Problem details -
Give every line of the records below as a numbered list, skipping blank lines and leaving out the pictures.

* Start *

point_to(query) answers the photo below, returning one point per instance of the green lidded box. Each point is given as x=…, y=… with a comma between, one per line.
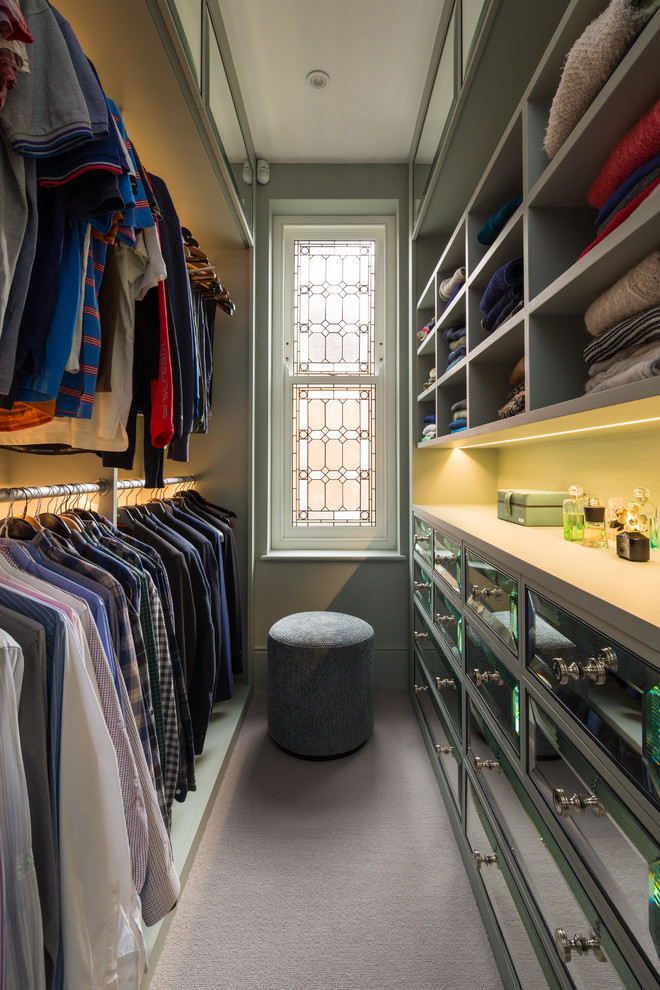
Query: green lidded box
x=531, y=507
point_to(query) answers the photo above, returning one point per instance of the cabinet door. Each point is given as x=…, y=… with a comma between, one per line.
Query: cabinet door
x=497, y=686
x=611, y=692
x=583, y=944
x=620, y=853
x=447, y=752
x=493, y=595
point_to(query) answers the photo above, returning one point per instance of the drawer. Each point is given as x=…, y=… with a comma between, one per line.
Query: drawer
x=621, y=855
x=442, y=675
x=447, y=621
x=554, y=887
x=496, y=684
x=423, y=540
x=612, y=692
x=447, y=559
x=448, y=754
x=493, y=595
x=423, y=588
x=532, y=967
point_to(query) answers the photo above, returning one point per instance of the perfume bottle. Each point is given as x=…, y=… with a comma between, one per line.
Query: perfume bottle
x=641, y=501
x=573, y=514
x=594, y=534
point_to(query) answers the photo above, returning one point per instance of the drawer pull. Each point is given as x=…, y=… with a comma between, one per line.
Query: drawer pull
x=486, y=860
x=579, y=944
x=564, y=804
x=595, y=668
x=488, y=592
x=480, y=765
x=486, y=677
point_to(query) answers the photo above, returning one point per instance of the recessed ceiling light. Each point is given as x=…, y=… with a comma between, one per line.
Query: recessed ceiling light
x=318, y=79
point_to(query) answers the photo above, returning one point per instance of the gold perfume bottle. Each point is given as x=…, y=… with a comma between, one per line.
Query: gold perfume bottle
x=595, y=534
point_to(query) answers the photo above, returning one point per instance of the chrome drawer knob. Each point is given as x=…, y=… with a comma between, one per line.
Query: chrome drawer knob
x=487, y=592
x=594, y=669
x=486, y=860
x=565, y=804
x=487, y=677
x=579, y=944
x=480, y=765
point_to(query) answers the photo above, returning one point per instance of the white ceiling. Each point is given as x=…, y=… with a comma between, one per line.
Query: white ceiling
x=377, y=53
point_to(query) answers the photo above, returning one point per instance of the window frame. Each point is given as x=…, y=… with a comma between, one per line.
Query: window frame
x=363, y=539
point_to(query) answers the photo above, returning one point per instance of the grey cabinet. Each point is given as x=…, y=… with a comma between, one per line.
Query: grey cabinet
x=545, y=745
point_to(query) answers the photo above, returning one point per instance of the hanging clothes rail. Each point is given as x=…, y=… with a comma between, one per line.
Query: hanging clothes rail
x=101, y=487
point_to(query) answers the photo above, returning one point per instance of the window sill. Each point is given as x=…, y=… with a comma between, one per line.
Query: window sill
x=324, y=554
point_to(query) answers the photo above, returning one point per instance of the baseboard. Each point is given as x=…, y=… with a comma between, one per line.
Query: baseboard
x=391, y=670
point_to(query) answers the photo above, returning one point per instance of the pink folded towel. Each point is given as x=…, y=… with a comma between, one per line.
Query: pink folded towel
x=635, y=292
x=589, y=64
x=636, y=146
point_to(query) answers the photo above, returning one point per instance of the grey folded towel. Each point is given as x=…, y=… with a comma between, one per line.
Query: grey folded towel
x=634, y=292
x=589, y=64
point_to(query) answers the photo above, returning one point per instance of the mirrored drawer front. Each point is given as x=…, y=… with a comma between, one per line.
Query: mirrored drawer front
x=423, y=588
x=447, y=621
x=449, y=757
x=582, y=942
x=621, y=855
x=447, y=559
x=494, y=596
x=533, y=971
x=612, y=692
x=497, y=686
x=423, y=540
x=441, y=673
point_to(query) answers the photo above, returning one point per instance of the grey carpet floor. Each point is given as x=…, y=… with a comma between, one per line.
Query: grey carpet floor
x=337, y=875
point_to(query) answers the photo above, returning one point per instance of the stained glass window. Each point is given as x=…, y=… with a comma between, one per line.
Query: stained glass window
x=334, y=307
x=334, y=455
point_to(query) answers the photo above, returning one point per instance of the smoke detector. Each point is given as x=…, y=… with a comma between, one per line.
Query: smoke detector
x=318, y=79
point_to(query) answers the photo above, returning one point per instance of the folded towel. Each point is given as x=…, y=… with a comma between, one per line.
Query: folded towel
x=643, y=363
x=636, y=146
x=455, y=356
x=449, y=285
x=453, y=333
x=636, y=330
x=490, y=230
x=589, y=64
x=622, y=215
x=518, y=373
x=507, y=277
x=626, y=191
x=457, y=424
x=634, y=292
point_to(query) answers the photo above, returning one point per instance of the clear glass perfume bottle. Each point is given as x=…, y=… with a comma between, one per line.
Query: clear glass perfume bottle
x=573, y=514
x=642, y=502
x=594, y=534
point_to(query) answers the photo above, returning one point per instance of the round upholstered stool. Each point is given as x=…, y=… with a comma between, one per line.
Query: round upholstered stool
x=320, y=683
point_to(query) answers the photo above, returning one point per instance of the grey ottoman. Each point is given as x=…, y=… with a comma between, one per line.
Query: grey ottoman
x=320, y=683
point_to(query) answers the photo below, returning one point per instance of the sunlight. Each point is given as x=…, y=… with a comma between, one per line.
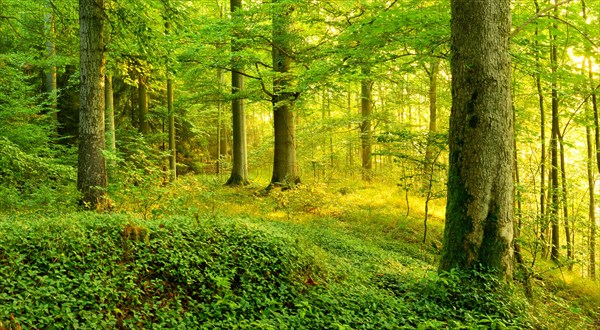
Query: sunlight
x=576, y=58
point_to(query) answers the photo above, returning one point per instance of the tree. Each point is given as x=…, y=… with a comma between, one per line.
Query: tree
x=239, y=170
x=91, y=175
x=479, y=211
x=285, y=171
x=366, y=134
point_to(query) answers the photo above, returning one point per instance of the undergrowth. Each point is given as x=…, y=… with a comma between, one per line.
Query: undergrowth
x=199, y=255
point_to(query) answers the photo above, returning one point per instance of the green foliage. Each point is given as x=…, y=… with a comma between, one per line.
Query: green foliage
x=109, y=271
x=31, y=181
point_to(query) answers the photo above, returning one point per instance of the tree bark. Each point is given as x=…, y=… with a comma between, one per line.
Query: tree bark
x=366, y=134
x=172, y=132
x=480, y=210
x=50, y=79
x=110, y=115
x=591, y=180
x=564, y=201
x=144, y=127
x=429, y=151
x=285, y=171
x=592, y=204
x=554, y=253
x=239, y=171
x=92, y=179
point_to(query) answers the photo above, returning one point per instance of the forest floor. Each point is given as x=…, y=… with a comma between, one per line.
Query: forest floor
x=339, y=255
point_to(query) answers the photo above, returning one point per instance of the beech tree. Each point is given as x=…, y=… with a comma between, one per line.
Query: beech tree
x=91, y=175
x=239, y=170
x=285, y=171
x=479, y=211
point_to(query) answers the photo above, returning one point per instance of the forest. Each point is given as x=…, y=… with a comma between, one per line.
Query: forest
x=289, y=164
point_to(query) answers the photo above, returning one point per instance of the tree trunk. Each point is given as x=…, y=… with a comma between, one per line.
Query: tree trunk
x=591, y=180
x=517, y=194
x=554, y=254
x=50, y=81
x=239, y=171
x=172, y=132
x=144, y=127
x=564, y=201
x=91, y=170
x=110, y=116
x=480, y=211
x=538, y=84
x=592, y=205
x=429, y=151
x=366, y=135
x=285, y=172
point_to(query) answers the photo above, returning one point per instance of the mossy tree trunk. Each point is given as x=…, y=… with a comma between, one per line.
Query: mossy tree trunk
x=285, y=171
x=366, y=134
x=554, y=190
x=432, y=72
x=239, y=170
x=480, y=210
x=91, y=170
x=144, y=126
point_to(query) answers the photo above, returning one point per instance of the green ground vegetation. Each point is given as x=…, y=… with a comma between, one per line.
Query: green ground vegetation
x=196, y=254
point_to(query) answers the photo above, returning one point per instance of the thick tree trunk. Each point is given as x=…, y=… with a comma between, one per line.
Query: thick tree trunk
x=480, y=210
x=91, y=170
x=366, y=134
x=285, y=171
x=239, y=171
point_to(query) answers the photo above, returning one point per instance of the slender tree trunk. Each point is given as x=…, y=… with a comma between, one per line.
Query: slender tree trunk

* End *

Task output -
1. point_to(query) answers the photo below, returning one point per instance of the green lidded box. Each point is given as x=…, y=… with a comma between, one per line.
2. Query: green lidded box
3. x=531, y=507
4. point_to(query) answers the photo above, returning one point per instance of the cabinet door. Each point is given as x=…, y=… with a comma between, one per line.
5. Query: cabinet door
6. x=497, y=686
7. x=611, y=692
8. x=583, y=944
9. x=620, y=853
10. x=447, y=752
11. x=493, y=595
12. point_to(query) answers the photo above, returning one point per instance of the drawer. Each point is given as x=…, y=… with a comma between, one per line.
13. Query: drawer
14. x=621, y=855
15. x=442, y=675
16. x=447, y=621
17. x=554, y=887
18. x=496, y=684
19. x=423, y=540
20. x=612, y=692
21. x=447, y=559
22. x=448, y=754
23. x=493, y=595
24. x=423, y=588
25. x=532, y=967
26. point_to(query) answers the photo above, returning one point per instance of the perfume bottle. Each point is given as x=…, y=… with a comma between, one per line.
27. Query: perfume bottle
28. x=641, y=501
29. x=573, y=514
30. x=594, y=534
31. point_to(query) answers the photo above, returning one point per instance of the drawer pull. Each point is given as x=…, y=… with a comma between, one per line.
32. Query: drawer pull
33. x=486, y=860
34. x=579, y=944
35. x=564, y=804
36. x=595, y=668
37. x=488, y=592
38. x=480, y=765
39. x=486, y=677
40. point_to(query) answers the photo above, returning one point per instance of the recessed ceiling light. Each point is given as x=…, y=… with a comma between, one per line.
41. Query: recessed ceiling light
42. x=318, y=79
43. point_to(query) answers the photo above, returning one point per instance of the gold perfume bottle. Each point is given as x=…, y=… with a comma between, one per line.
44. Query: gold perfume bottle
45. x=595, y=534
46. point_to(query) answers the photo above, returning one point per instance of the chrome drawer knob. Each point is given as x=…, y=… with a comma between, one per line.
47. Query: chrome drawer knob
48. x=487, y=592
49. x=594, y=669
50. x=486, y=860
51. x=565, y=804
52. x=487, y=677
53. x=579, y=944
54. x=480, y=765
55. point_to(query) answers the photo above, returning one point per instance of the white ceiling. Each point is given as x=…, y=… with a comma between, one per line.
56. Query: white ceiling
57. x=377, y=53
58. point_to(query) answers the photo above, returning one point per instance of the window frame. Each point is given as x=…, y=… with a comma between, one per line.
59. Query: window frame
60. x=363, y=539
61. point_to(query) answers the photo above, returning one point per instance of the grey cabinet. Each point is given as x=…, y=… with a comma between, one per line.
62. Query: grey cabinet
63. x=545, y=745
64. point_to(query) answers the photo above, returning one point per instance of the hanging clothes rail. Each point is given as x=…, y=… with a comma between, one per line.
65. Query: hanging clothes rail
66. x=101, y=487
67. point_to(query) answers the photo above, returning one point per instance of the window sill. Each point is given as x=…, y=… with a comma between, one per line.
68. Query: window sill
69. x=324, y=554
70. point_to(query) answers the photo above, returning one point per instance of the baseboard. Each point is given as x=…, y=… with a comma between, one per line.
71. Query: baseboard
72. x=391, y=670
73. point_to(query) answers the photo above, returning one point per instance of the pink folded towel. Each point is given as x=…, y=… with a comma between, one per line.
74. Query: pink folded towel
75. x=635, y=292
76. x=589, y=64
77. x=636, y=146
78. point_to(query) answers the photo above, returning one point per instance of the grey folded towel. Each point is given as x=…, y=… with a comma between, one per line.
79. Query: grey folded towel
80. x=634, y=292
81. x=589, y=64
82. point_to(query) answers the photo above, returning one point per instance of the mirrored drawer front. Each point is given as x=…, y=… with a comma between, one per line.
83. Query: mirrored drawer front
84. x=423, y=588
85. x=447, y=621
86. x=449, y=757
87. x=582, y=942
88. x=621, y=855
89. x=447, y=559
90. x=494, y=596
91. x=533, y=971
92. x=612, y=692
93. x=497, y=686
94. x=423, y=540
95. x=441, y=673
96. point_to(query) answers the photo above, returning one point per instance of the grey carpet floor. Each point is given as x=…, y=… with a comma between, one per line.
97. Query: grey carpet floor
98. x=337, y=875
99. point_to(query) answers the photo above, returning one point per instance of the stained glass window. Each point is given as x=…, y=… with a comma between, one per line.
100. Query: stained glass window
101. x=334, y=307
102. x=334, y=455
103. point_to(query) answers the photo above, returning one point per instance of the smoke detector. Each point is given as x=…, y=… with a comma between, one per line.
104. Query: smoke detector
105. x=318, y=79
106. point_to(query) answers the photo above, returning one point per instance of the folded towel. Each point is given as x=…, y=… with a comma between, one per line.
107. Query: folded towel
108. x=643, y=363
109. x=636, y=146
110. x=455, y=356
111. x=449, y=285
112. x=453, y=333
113. x=636, y=330
114. x=490, y=230
115. x=589, y=64
116. x=622, y=215
117. x=518, y=373
118. x=507, y=277
119. x=626, y=191
120. x=457, y=424
121. x=634, y=292
122. point_to(query) answers the photo above, returning one point per instance of the clear glass perfume bottle. Each point is given as x=…, y=… with a comma between, one per line.
123. Query: clear glass perfume bottle
124. x=573, y=514
125. x=642, y=502
126. x=594, y=534
127. point_to(query) answers the photo above, returning one point per instance of the round upholstered stool. Each point is given as x=…, y=… with a comma between, one per line.
128. Query: round upholstered stool
129. x=320, y=683
130. point_to(query) answers the photo above, returning one point per instance of the grey ottoman. Each point is given as x=…, y=… with a comma between, one per line.
131. Query: grey ottoman
132. x=320, y=683
133. point_to(query) answers the photo below, returning one point per instance of the sunlight. Each point is given as x=…, y=… with a comma between, one per line.
134. Query: sunlight
135. x=576, y=58
136. point_to(query) answers the photo above, returning one point per instance of the tree. Each point is given as x=…, y=… with a comma between, one per line.
137. Query: tree
138. x=239, y=170
139. x=91, y=175
140. x=479, y=211
141. x=285, y=171
142. x=366, y=134
143. point_to(query) answers the photo above, returning one point per instance of the undergrowth. Each point is given as x=…, y=… with a comma between, one per line.
144. Query: undergrowth
145. x=199, y=255
146. point_to(query) answers the photo above, returning one point per instance of the green foliage. Each point is given as x=…, y=… with a comma between, one per line.
147. Query: green foliage
148. x=109, y=271
149. x=31, y=181
150. point_to(query) answers the photo above, returning one point per instance of the tree bark. Each point is given as x=…, y=… with a comma between, one per line.
151. Query: tree bark
152. x=366, y=134
153. x=172, y=132
154. x=480, y=210
155. x=50, y=79
156. x=110, y=115
157. x=591, y=180
158. x=564, y=201
159. x=144, y=127
160. x=429, y=151
161. x=285, y=171
162. x=592, y=204
163. x=554, y=253
164. x=239, y=171
165. x=92, y=179
166. point_to(query) answers the photo above, returning one point per instance of the forest floor. Each point is given as x=…, y=… with a comma between, one per line.
167. Query: forest floor
168. x=339, y=255
169. point_to(query) answers the photo above, returning one point per instance of the beech tree. Each point is given as x=…, y=… with a comma between, one per line.
170. Query: beech tree
171. x=91, y=175
172. x=239, y=170
173. x=285, y=171
174. x=479, y=211
175. point_to(query) answers the photo above, returning one point per instance of the forest. Each point is given as x=…, y=… with a comma between, one per line.
176. Query: forest
177. x=289, y=164
178. point_to(query) answers the photo above, returning one point per instance of the tree trunk. Each point is given as x=…, y=… with a comma between, one per line.
179. Query: tree trunk
180. x=591, y=180
181. x=517, y=194
182. x=554, y=254
183. x=50, y=81
184. x=239, y=171
185. x=172, y=132
186. x=144, y=127
187. x=564, y=201
188. x=91, y=170
189. x=110, y=116
190. x=480, y=211
191. x=538, y=84
192. x=592, y=205
193. x=429, y=151
194. x=366, y=135
195. x=285, y=172
196. point_to(query) answers the photo above, returning one point per instance of the mossy tree trunk. Each point is given as x=…, y=… with a comma between, one per line.
197. Query: mossy tree trunk
198. x=285, y=171
199. x=366, y=134
200. x=554, y=190
201. x=432, y=72
202. x=239, y=170
203. x=480, y=210
204. x=91, y=170
205. x=144, y=126
206. point_to(query) answers the photo above, returning one point per instance of the green ground vegetation. Each point is given as x=…, y=… with a comma between, one per line.
207. Query: green ground vegetation
208. x=196, y=254
209. point_to(query) answers the photo above, returning one point per instance of the thick tree trunk. Each point is given as x=…, y=… with a comma between, one per line.
210. Query: thick tree trunk
211. x=480, y=210
212. x=91, y=170
213. x=366, y=134
214. x=285, y=171
215. x=239, y=171
216. point_to(query) answers the photo above, returning one point per instance of the slender tree trunk. Each point is given as x=…, y=… with a comma between, one per line.
217. Query: slender tree trunk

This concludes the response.